• Directions for this task: Set down, exactly and only, everything from the line containing "Target: tree trunk" down to the line containing "Where can the glass skyscraper" in the data below; the pictures are not part of the copy.

• Records provided:
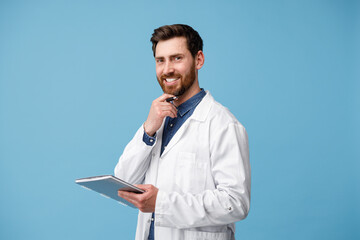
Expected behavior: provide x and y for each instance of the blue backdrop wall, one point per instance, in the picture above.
(77, 79)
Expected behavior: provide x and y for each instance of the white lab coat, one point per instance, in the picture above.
(203, 176)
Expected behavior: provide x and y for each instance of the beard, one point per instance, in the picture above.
(185, 82)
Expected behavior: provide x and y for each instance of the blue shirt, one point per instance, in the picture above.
(172, 125)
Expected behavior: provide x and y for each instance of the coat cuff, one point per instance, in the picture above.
(160, 207)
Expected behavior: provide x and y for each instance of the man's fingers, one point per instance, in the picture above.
(163, 97)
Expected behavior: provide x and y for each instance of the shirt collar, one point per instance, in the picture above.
(191, 103)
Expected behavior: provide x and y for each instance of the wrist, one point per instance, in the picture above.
(149, 133)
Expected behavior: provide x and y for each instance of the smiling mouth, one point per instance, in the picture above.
(170, 80)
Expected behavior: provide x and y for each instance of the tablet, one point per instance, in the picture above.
(108, 186)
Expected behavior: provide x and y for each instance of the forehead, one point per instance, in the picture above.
(177, 45)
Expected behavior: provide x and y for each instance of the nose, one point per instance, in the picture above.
(169, 68)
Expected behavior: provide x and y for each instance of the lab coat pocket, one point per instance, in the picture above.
(190, 174)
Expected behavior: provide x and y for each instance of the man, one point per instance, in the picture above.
(191, 153)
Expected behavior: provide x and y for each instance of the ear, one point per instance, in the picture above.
(199, 60)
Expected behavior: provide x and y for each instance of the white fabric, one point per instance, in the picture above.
(203, 176)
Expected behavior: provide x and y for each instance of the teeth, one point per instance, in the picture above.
(171, 79)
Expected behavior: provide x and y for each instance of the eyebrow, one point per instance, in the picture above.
(171, 56)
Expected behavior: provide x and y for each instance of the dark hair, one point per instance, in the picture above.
(193, 39)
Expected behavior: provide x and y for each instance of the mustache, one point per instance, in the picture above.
(172, 75)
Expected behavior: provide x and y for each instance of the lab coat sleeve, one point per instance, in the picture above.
(228, 202)
(135, 160)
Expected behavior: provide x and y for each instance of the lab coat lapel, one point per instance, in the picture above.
(199, 114)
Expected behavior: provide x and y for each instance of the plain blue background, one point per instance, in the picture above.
(77, 79)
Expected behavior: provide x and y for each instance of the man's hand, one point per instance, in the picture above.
(158, 111)
(146, 201)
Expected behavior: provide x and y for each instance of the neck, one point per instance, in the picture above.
(192, 91)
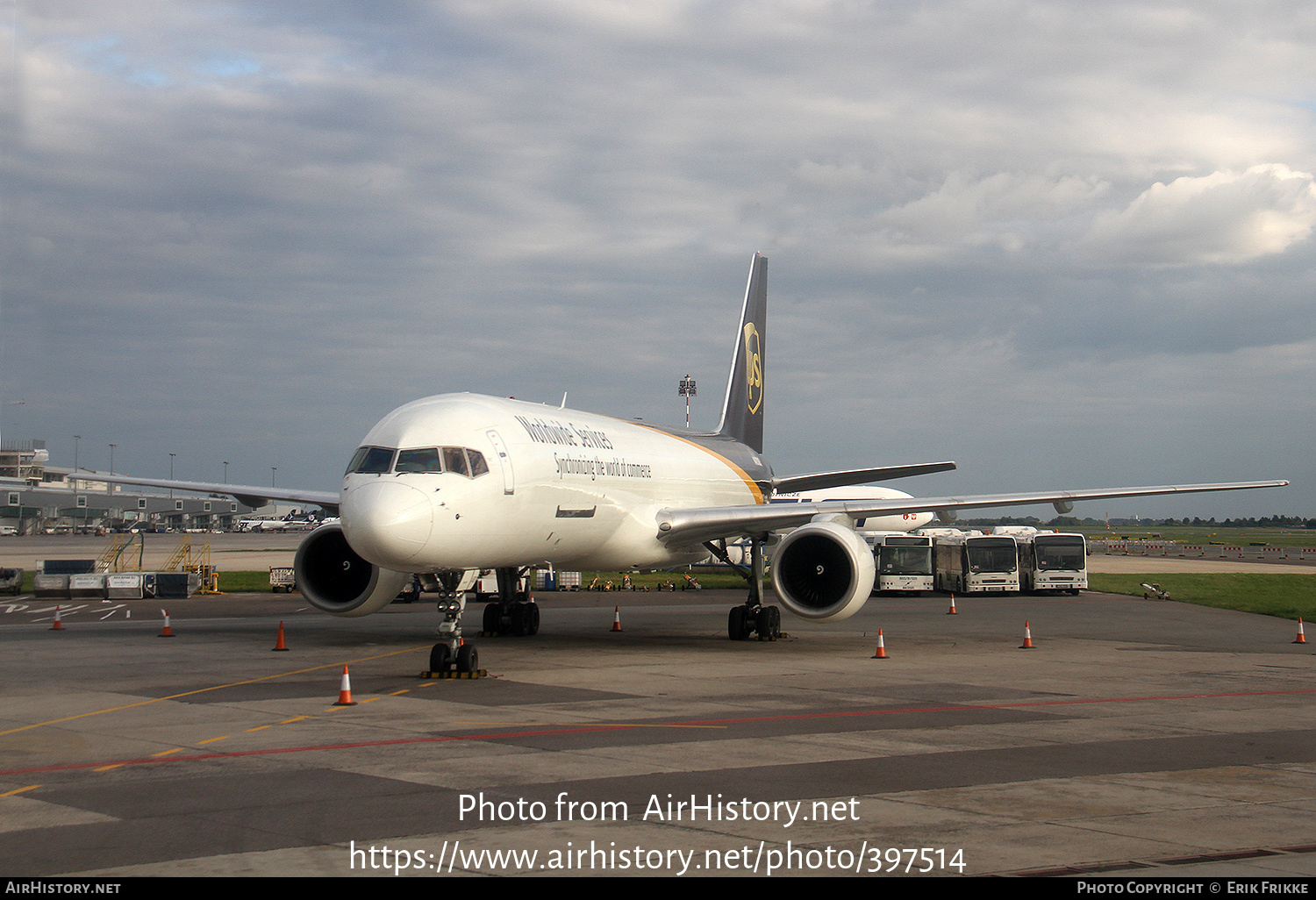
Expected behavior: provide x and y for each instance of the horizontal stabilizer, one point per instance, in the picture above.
(820, 481)
(681, 526)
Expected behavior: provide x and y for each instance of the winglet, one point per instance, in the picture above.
(742, 411)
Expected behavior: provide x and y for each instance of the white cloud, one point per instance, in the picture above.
(1224, 218)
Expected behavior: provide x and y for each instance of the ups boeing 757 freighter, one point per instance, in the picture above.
(463, 482)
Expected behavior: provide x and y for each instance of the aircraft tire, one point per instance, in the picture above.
(468, 658)
(439, 660)
(737, 624)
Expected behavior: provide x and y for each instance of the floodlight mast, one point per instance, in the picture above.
(687, 389)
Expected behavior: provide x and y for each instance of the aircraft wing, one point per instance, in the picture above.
(819, 481)
(247, 494)
(681, 526)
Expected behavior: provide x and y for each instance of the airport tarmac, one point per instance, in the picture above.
(1136, 739)
(258, 550)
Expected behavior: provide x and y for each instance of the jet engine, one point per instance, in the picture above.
(334, 579)
(823, 571)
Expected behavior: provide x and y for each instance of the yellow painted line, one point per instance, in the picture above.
(215, 687)
(578, 725)
(18, 791)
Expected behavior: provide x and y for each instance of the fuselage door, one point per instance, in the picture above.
(504, 461)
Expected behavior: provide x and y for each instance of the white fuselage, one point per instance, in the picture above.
(563, 487)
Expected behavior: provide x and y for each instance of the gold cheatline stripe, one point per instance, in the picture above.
(744, 475)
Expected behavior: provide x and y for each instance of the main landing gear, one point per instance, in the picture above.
(515, 612)
(452, 652)
(753, 616)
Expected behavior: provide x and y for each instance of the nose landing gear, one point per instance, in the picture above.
(453, 652)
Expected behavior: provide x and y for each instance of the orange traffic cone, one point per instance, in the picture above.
(345, 689)
(882, 647)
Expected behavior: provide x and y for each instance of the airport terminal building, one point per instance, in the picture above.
(39, 499)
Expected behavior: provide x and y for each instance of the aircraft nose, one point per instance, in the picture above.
(387, 523)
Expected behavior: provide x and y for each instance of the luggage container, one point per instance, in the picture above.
(87, 587)
(124, 587)
(50, 587)
(11, 581)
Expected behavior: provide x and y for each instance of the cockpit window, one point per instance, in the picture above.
(379, 461)
(454, 461)
(478, 465)
(371, 461)
(418, 461)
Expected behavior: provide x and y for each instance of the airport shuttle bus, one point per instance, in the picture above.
(976, 563)
(903, 561)
(1053, 562)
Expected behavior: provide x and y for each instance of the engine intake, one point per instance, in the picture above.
(823, 571)
(334, 579)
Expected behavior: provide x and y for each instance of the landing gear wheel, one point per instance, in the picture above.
(439, 660)
(468, 658)
(739, 624)
(526, 618)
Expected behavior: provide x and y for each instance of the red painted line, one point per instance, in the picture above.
(499, 736)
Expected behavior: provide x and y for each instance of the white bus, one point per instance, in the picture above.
(1050, 561)
(903, 562)
(976, 563)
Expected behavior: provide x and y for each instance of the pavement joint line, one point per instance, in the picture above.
(592, 726)
(213, 687)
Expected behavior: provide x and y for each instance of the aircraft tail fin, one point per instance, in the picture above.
(742, 411)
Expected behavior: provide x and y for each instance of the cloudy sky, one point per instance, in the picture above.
(1063, 245)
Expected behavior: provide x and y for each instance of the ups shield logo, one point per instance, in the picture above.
(753, 368)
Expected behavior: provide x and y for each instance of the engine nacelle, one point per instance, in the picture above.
(334, 579)
(823, 571)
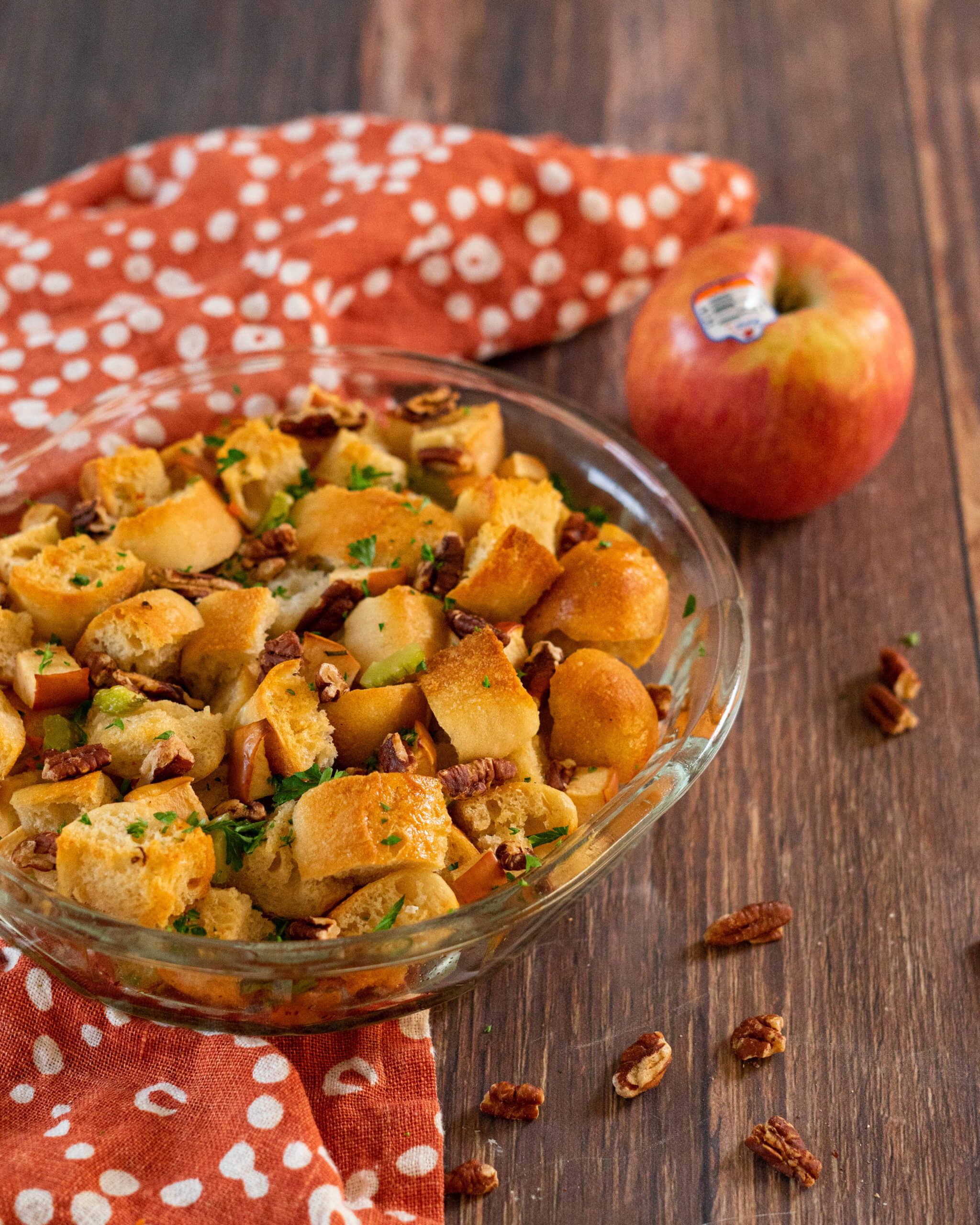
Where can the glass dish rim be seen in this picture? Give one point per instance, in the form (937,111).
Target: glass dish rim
(491,917)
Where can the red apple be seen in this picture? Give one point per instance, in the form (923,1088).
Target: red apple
(802,397)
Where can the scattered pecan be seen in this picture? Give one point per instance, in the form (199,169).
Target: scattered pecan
(167,758)
(757,1038)
(395,756)
(278,651)
(539,668)
(74,762)
(758,923)
(475,778)
(329,614)
(462,624)
(560,775)
(191,585)
(576,530)
(891,714)
(898,674)
(642,1065)
(451,461)
(440,575)
(472,1179)
(511,857)
(780,1145)
(506,1101)
(662,697)
(429,406)
(313,929)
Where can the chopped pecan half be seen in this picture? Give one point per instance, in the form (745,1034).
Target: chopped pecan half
(329,614)
(506,1101)
(322,416)
(440,575)
(576,530)
(642,1065)
(898,674)
(92,519)
(891,714)
(167,758)
(758,923)
(757,1038)
(472,1179)
(191,585)
(74,762)
(780,1145)
(38,852)
(313,929)
(429,406)
(539,668)
(395,756)
(662,697)
(475,778)
(560,775)
(462,624)
(451,461)
(278,651)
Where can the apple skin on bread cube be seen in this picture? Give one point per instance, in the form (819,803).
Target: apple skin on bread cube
(69,583)
(133,865)
(368,825)
(603,714)
(478,699)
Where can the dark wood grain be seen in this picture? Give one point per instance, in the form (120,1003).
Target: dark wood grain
(860,118)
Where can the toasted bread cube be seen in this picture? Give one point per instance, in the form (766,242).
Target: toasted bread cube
(16,549)
(271,878)
(132,865)
(611,594)
(603,716)
(425,896)
(144,634)
(368,825)
(384,624)
(331,519)
(16,635)
(478,699)
(528,808)
(200,731)
(126,482)
(191,530)
(255,463)
(45,808)
(363,718)
(234,630)
(506,574)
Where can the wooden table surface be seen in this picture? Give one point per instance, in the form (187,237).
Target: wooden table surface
(861,119)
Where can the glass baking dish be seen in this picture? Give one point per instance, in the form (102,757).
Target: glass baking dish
(320,987)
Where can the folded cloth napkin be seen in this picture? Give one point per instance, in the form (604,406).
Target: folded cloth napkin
(338,230)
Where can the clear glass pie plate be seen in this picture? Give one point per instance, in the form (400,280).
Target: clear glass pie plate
(318,987)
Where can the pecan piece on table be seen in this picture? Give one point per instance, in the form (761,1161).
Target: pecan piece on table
(74,762)
(38,852)
(781,1146)
(472,1179)
(167,758)
(576,530)
(506,1101)
(757,1038)
(642,1066)
(476,777)
(539,668)
(758,923)
(278,651)
(891,714)
(898,675)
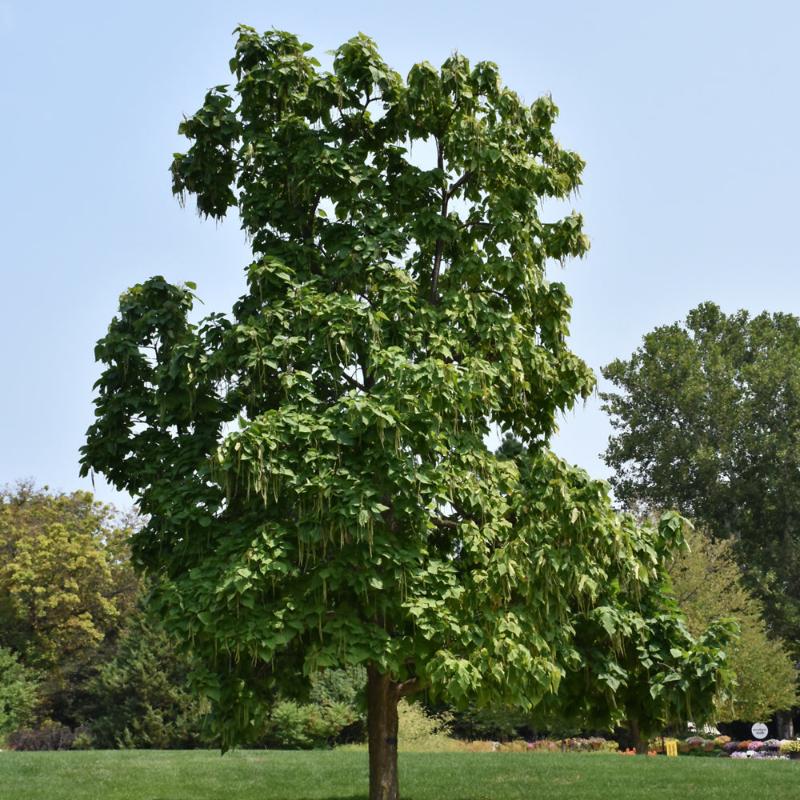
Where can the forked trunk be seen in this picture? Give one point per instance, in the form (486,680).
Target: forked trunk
(383,695)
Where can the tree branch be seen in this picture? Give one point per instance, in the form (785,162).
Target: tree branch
(459,183)
(437,258)
(408,687)
(354,383)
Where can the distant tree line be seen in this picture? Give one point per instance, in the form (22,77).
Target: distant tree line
(79,652)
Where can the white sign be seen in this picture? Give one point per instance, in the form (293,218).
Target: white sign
(760,730)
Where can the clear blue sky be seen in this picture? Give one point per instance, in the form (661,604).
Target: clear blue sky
(687,113)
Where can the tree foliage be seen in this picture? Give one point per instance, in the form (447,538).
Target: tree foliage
(18,693)
(313,465)
(140,698)
(708,584)
(706,421)
(634,660)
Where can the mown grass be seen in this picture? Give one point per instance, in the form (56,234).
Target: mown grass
(260,775)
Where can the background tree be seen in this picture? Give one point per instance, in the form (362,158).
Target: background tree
(635,661)
(314,465)
(140,696)
(18,693)
(707,421)
(708,585)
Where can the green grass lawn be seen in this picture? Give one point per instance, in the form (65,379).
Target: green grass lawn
(330,775)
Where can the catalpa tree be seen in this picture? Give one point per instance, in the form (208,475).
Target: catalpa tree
(314,465)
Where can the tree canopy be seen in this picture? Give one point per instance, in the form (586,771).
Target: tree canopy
(314,465)
(708,584)
(706,421)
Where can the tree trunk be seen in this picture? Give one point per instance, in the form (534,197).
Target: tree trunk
(383,695)
(636,736)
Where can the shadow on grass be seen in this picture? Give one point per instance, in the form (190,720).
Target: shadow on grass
(276,797)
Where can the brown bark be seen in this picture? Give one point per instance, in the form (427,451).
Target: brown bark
(383,695)
(636,736)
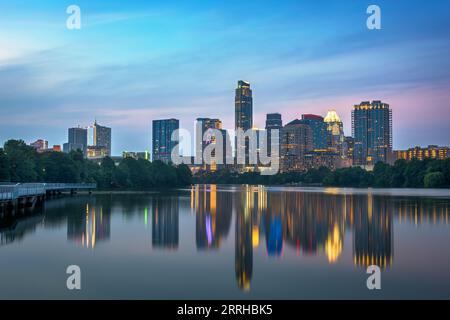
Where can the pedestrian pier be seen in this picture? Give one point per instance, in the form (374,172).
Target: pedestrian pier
(14,196)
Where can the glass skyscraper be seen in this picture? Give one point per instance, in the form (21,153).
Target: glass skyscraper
(243,106)
(319,130)
(162,144)
(273,122)
(372,133)
(102,137)
(77,140)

• Response area:
Target: tree trunk
(383,695)
(636,736)
Where can the shadow on grass be seen in this picture? Give one point per instance, in the form (190,720).
Target: shadow on grass
(276,797)
Where can the brown bark be seen in this picture? Give one point per instance, in the form (427,451).
Target: brown bark
(383,695)
(636,736)
Where can the pedestrian pier be seen in this picture? Give one point per instance, in the form (374,172).
Target: pedestrian pier
(14,196)
Where can the glass skyscraper be seen in this picture? Give one point per instance, in the form (21,153).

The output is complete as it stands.